*Photo object pointing records:*
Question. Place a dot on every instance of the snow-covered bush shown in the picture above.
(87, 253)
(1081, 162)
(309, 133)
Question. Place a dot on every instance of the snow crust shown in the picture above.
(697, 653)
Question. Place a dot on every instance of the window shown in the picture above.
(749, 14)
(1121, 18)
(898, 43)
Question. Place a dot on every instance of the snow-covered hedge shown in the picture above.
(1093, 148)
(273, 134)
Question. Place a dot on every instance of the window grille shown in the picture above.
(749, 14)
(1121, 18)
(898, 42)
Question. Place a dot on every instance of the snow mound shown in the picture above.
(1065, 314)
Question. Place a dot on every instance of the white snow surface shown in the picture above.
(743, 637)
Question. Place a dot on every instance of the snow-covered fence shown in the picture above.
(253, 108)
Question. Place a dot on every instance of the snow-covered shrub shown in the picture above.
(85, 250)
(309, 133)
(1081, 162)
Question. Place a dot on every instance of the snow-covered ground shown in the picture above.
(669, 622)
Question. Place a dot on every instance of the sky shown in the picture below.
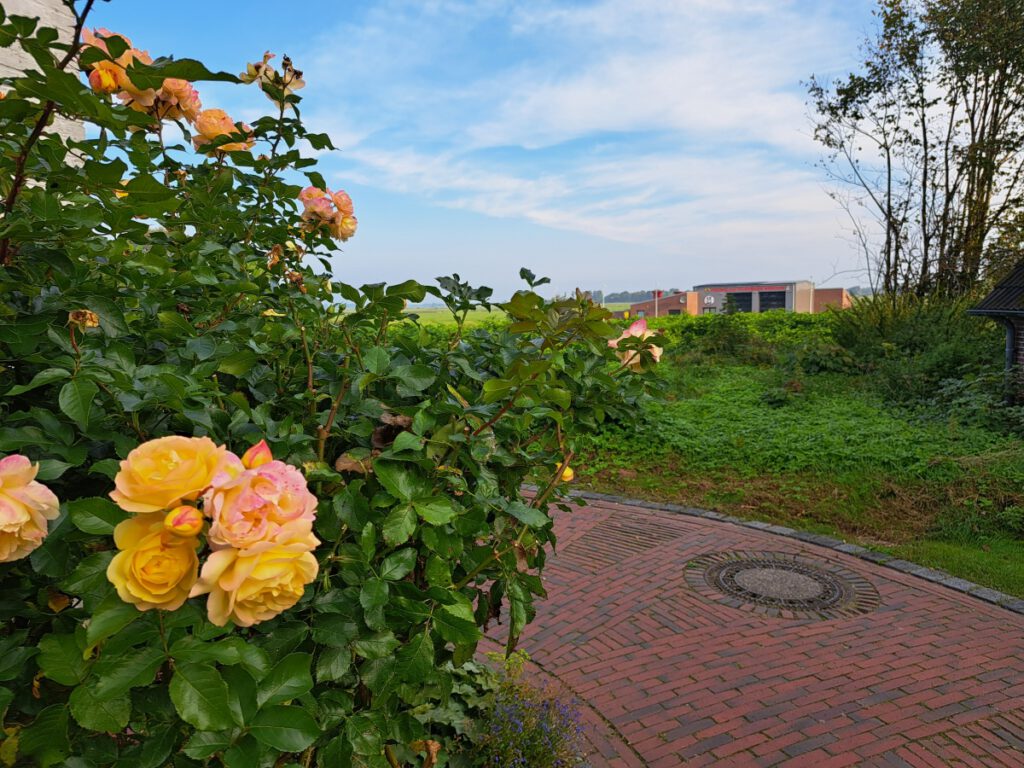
(612, 144)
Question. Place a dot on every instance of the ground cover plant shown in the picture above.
(886, 424)
(249, 515)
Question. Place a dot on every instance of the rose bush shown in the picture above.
(287, 513)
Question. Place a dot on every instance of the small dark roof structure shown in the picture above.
(1006, 304)
(1007, 299)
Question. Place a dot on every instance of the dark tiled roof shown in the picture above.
(1007, 297)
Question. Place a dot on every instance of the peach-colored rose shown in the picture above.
(176, 99)
(112, 76)
(184, 521)
(632, 357)
(259, 507)
(343, 227)
(249, 587)
(343, 203)
(333, 210)
(259, 454)
(107, 77)
(25, 507)
(212, 124)
(156, 568)
(161, 473)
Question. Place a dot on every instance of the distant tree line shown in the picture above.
(924, 143)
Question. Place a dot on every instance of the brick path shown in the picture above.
(670, 678)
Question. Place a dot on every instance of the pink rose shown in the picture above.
(26, 506)
(631, 357)
(333, 210)
(259, 507)
(212, 124)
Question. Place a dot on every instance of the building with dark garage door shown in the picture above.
(797, 296)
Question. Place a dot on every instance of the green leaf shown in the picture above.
(241, 693)
(286, 728)
(48, 376)
(46, 738)
(133, 669)
(333, 665)
(108, 174)
(374, 594)
(103, 715)
(200, 695)
(436, 511)
(456, 623)
(205, 744)
(98, 516)
(400, 479)
(529, 516)
(398, 525)
(112, 615)
(380, 645)
(60, 658)
(239, 363)
(289, 679)
(413, 378)
(398, 564)
(13, 658)
(407, 441)
(76, 399)
(496, 389)
(244, 755)
(416, 659)
(376, 360)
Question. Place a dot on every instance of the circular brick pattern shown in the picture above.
(781, 585)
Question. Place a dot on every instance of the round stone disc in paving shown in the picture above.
(781, 585)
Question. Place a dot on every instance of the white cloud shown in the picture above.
(648, 122)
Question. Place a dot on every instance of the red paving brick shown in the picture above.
(671, 678)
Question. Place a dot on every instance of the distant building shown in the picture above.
(714, 298)
(755, 297)
(837, 298)
(683, 302)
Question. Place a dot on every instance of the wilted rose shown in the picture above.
(26, 506)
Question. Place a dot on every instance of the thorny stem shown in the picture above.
(326, 429)
(44, 118)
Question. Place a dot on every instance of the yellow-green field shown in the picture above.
(439, 315)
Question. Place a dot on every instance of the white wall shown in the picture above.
(13, 59)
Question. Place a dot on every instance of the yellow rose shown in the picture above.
(162, 473)
(156, 567)
(25, 507)
(249, 587)
(212, 124)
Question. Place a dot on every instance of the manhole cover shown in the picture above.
(780, 585)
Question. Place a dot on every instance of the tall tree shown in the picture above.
(924, 143)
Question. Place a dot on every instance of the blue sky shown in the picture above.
(613, 143)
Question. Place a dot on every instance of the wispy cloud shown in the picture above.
(652, 122)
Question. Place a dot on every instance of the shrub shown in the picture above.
(913, 343)
(529, 726)
(168, 333)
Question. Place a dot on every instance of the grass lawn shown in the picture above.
(832, 458)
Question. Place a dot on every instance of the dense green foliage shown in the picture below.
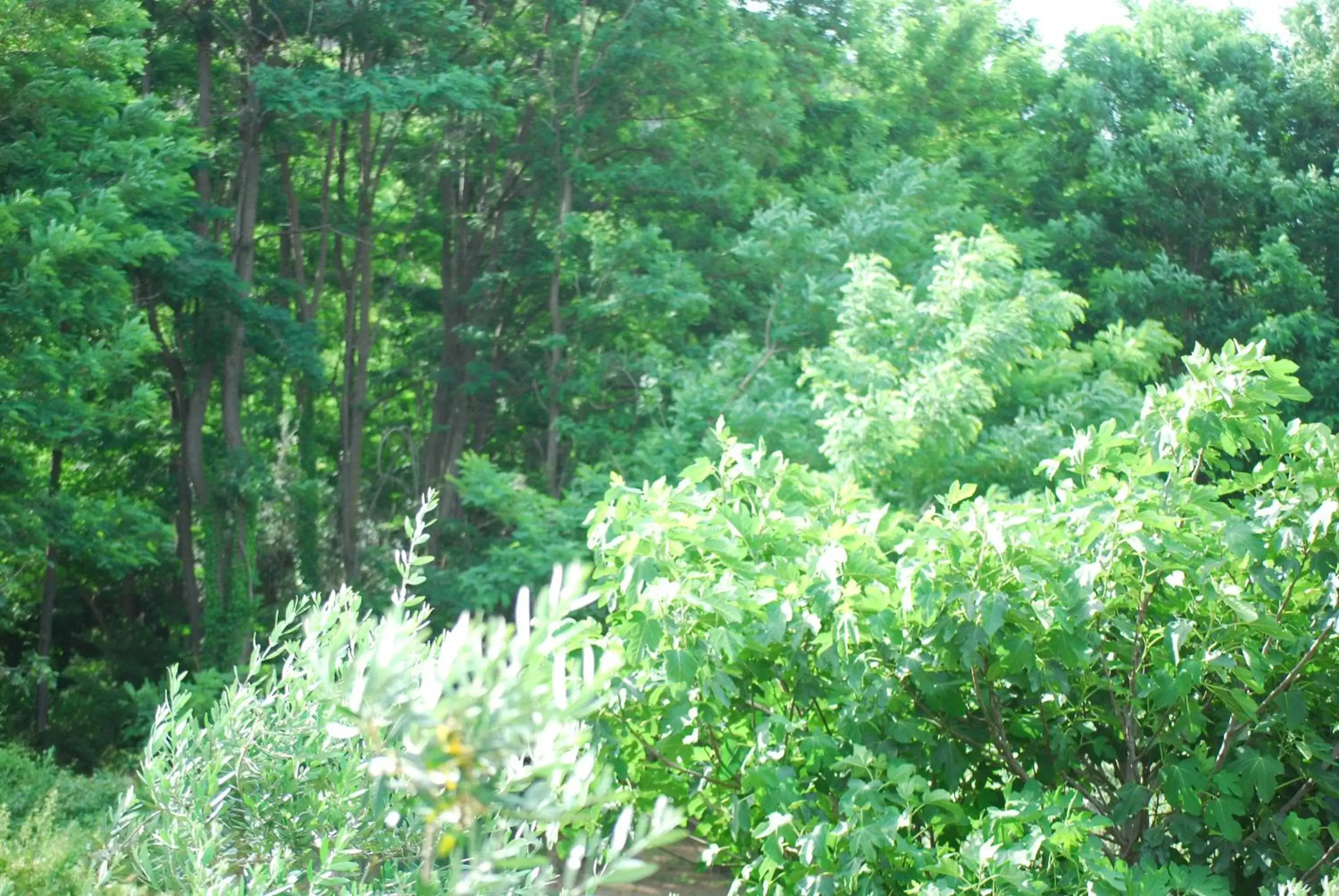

*Aim:* Turn every line of the listing above into a numbered list, dropping any blank lines. Leave the pictures out of your answer.

*Correct result:*
1. Question. Place a dot on every instance of the snow-covered bush shown in the picture above.
2. (87, 253)
3. (1081, 162)
4. (309, 133)
5. Question. Place a dot on every instance of the snow crust shown in the picture above.
6. (697, 653)
7. Question. Place a dot on every instance of the window shown in the picture above.
8. (749, 14)
9. (1121, 18)
10. (898, 43)
11. Question. Place a dot on every instance of the snow-covered hedge shown in the picture above.
12. (1093, 148)
13. (273, 134)
14. Question. Place a dot on every instance of the window grille shown in the picture above.
15. (749, 14)
16. (1121, 18)
17. (898, 42)
18. Question. Place a dot on every instance of the snow mound shown in the picture above.
19. (1065, 314)
20. Question. Place a dot on every instance of the white snow surface shown in the picture above.
21. (743, 637)
22. Question. Place a dot on every instance of the snow-covered fence shown in the picture above.
23. (253, 108)
24. Question. Place a dot on every instance of the snow-covered shrub shown in the picture above.
25. (85, 250)
26. (309, 133)
27. (1081, 162)
28. Question. Place a dot on every instance of the snow-covered ground shown in the picture above.
29. (669, 622)
30. Question. Place a dot on every instance of the sky shown in the picture below.
31. (612, 144)
32. Question. Place a dot on every instance of the ground cover plant shown in the picture above.
33. (886, 424)
34. (249, 515)
35. Question. Place a dot on every instance of the rose bush shown in the picture above.
36. (287, 513)
37. Question. Place a dot on every instance of the small dark roof structure shown in the picture above.
38. (1006, 304)
39. (1007, 299)
40. Question. Place a dot on every instance of the dark tiled roof shown in the picture above.
41. (1007, 297)
42. Question. Place a dot on every instance of the peach-colored rose shown in the picture above.
43. (176, 99)
44. (112, 76)
45. (184, 521)
46. (632, 357)
47. (259, 507)
48. (343, 227)
49. (249, 587)
50. (343, 203)
51. (333, 210)
52. (259, 454)
53. (107, 77)
54. (25, 507)
55. (212, 124)
56. (156, 568)
57. (161, 473)
58. Question. Place a dot on every instance of the distant tree line shown in the picture above.
59. (924, 143)
60. Question. Place a dot on every instance of the brick path shown in the picture above.
61. (670, 678)
62. Question. Place a dot on every instance of the pink rose shown in the picture above.
63. (26, 506)
64. (631, 357)
65. (333, 210)
66. (259, 507)
67. (212, 124)
68. Question. Place a dot on every instance of the building with dark garage door shown in the picture above.
69. (797, 296)
70. Question. Place a dot on every instance of the green leaf shown in the picture above.
71. (241, 693)
72. (286, 728)
73. (48, 376)
74. (46, 738)
75. (133, 669)
76. (333, 665)
77. (108, 174)
78. (374, 594)
79. (103, 715)
80. (200, 695)
81. (436, 511)
82. (456, 623)
83. (205, 744)
84. (98, 516)
85. (400, 479)
86. (529, 516)
87. (398, 525)
88. (112, 615)
89. (380, 645)
90. (60, 658)
91. (239, 363)
92. (289, 679)
93. (413, 378)
94. (398, 564)
95. (13, 658)
96. (407, 441)
97. (76, 399)
98. (496, 389)
99. (244, 755)
100. (416, 659)
101. (376, 360)
102. Question. Place a dot on every instance of the circular brick pattern shown in the picture above.
103. (781, 585)
104. Question. Place a dot on every instance of the round stone disc in paving shown in the picture above.
105. (781, 585)
106. Question. Place a dot on every instance of the white cloud shown in the picture above.
107. (648, 122)
108. Question. Place a dot on every instance of the red paving brick shown in the picture above.
109. (671, 678)
110. Question. Place a dot on every instance of the distant building shown in the picture above.
111. (714, 298)
112. (755, 297)
113. (837, 298)
114. (683, 302)
115. Question. Place a dot on every instance of the wilted rose shown in the picture above.
116. (26, 506)
117. Question. Place a dot on every instance of the thorny stem shown in the picture above.
118. (326, 429)
119. (44, 118)
120. Question. Place a dot on every instance of the yellow-green field shown in the picture above.
121. (439, 315)
122. Question. Place a dot on every instance of the white wall shown in the picture above.
123. (13, 59)
124. Question. Place a dot on every instance of the yellow rose shown in the picture above.
125. (162, 473)
126. (156, 567)
127. (25, 507)
128. (249, 587)
129. (212, 124)
130. Question. Place a dot on every instance of the manhole cover shown in the picture above.
131. (780, 585)
132. Question. Place a dot on every instance of the tall tree shown in the picture above.
133. (924, 143)
134. Question. Place a dot on every instance of the blue sky shown in the picture above.
135. (613, 143)
136. Question. Place a dot on every instance of the wispy cloud shown in the picture above.
137. (652, 122)
138. Question. Place a dot on every instance of the shrub shown in the picture above.
139. (913, 343)
140. (529, 726)
141. (168, 333)
142. Question. Place a dot on every instance of the grass lawn shown in the picture above.
143. (832, 458)
144. Question. Place a dot on every instance of the dense green foliage shown in the picture below.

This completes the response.